Questions →
1. From the Samhain text, list every ingredient named for the biscotti.
2. Update the Samhain text by giving it again between "For now the" and "we have cast.", inclusive, with "Circle" replaced by "Wheel".
3. According to the Samhain text, what state are the worldly veils in now?

Provided text →
......
From everlasting times ‘til now,
To storied lands, we all must bow;
Where magic rings within our souls
And as we shatter, we are whole.
This is the night to join the Dance,
Partake in all-renewing trance;
Where worlds within and out are One,
Our sacred journey now begun.
To greet the ones we loved before,
Our kith and kin from days of yore,
Forgiven foe and long-lost friend –
We dwell among you yet again.
For now the worldly veils are thin,
Where hope and healing can begin.
Our deeds are done; the hour is late
To rest within the arms of Fate.
By fin and feather, leaf and bark,
As sun now banks to sheltered spark;
This year of trial and joy is past
Within the Circle we have cast.
And as the light around us fades
In golden shadows through the glade,
Like distant echoes down the hall,
We answer Samhain’s ancient call …

The photo is of roasted dandelion root ‘coffee’ and some wild fennel seed/acorn flour/wild black walnut biscotti. I hope you are able to sit with some warm drinks and treats with friends and family. That you give your children gifts of the sweetness of life. May you enjoy the dance between the dark and the light!
......
Data for analysis →
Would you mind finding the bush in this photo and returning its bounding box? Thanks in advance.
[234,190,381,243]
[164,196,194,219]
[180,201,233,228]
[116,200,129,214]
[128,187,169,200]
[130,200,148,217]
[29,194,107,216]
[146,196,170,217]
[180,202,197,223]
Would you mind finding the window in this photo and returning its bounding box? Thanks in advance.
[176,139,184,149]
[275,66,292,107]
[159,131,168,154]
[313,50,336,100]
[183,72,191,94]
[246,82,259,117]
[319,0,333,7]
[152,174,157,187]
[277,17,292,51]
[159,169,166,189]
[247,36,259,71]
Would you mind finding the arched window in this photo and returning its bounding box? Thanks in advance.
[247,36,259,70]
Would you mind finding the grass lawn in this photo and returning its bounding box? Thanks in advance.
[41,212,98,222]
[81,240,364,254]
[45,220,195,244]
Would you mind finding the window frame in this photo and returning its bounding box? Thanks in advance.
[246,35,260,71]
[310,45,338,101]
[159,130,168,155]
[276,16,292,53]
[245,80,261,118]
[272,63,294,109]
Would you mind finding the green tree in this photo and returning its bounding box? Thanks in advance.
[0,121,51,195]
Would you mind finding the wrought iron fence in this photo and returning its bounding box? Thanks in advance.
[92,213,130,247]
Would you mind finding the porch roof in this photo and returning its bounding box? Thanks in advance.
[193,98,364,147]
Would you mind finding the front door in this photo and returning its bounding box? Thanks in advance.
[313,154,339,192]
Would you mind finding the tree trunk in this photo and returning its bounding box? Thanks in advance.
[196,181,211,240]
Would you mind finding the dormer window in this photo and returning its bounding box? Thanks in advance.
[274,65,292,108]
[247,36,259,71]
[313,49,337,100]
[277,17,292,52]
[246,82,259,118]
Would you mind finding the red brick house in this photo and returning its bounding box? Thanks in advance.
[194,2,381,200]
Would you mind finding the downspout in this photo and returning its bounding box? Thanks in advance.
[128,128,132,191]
......
Your responses →
1. wild fennel seed, acorn flour, wild black walnut

2.
For now the worldly veils are thin,
Where hope and healing can begin.
Our deeds are done; the hour is late
To rest within the arms of Fate.
By fin and feather, leaf and bark,
As sun now banks to sheltered spark;
This year of trial and joy is past
Within the Wheel we have cast.

3. They are thin.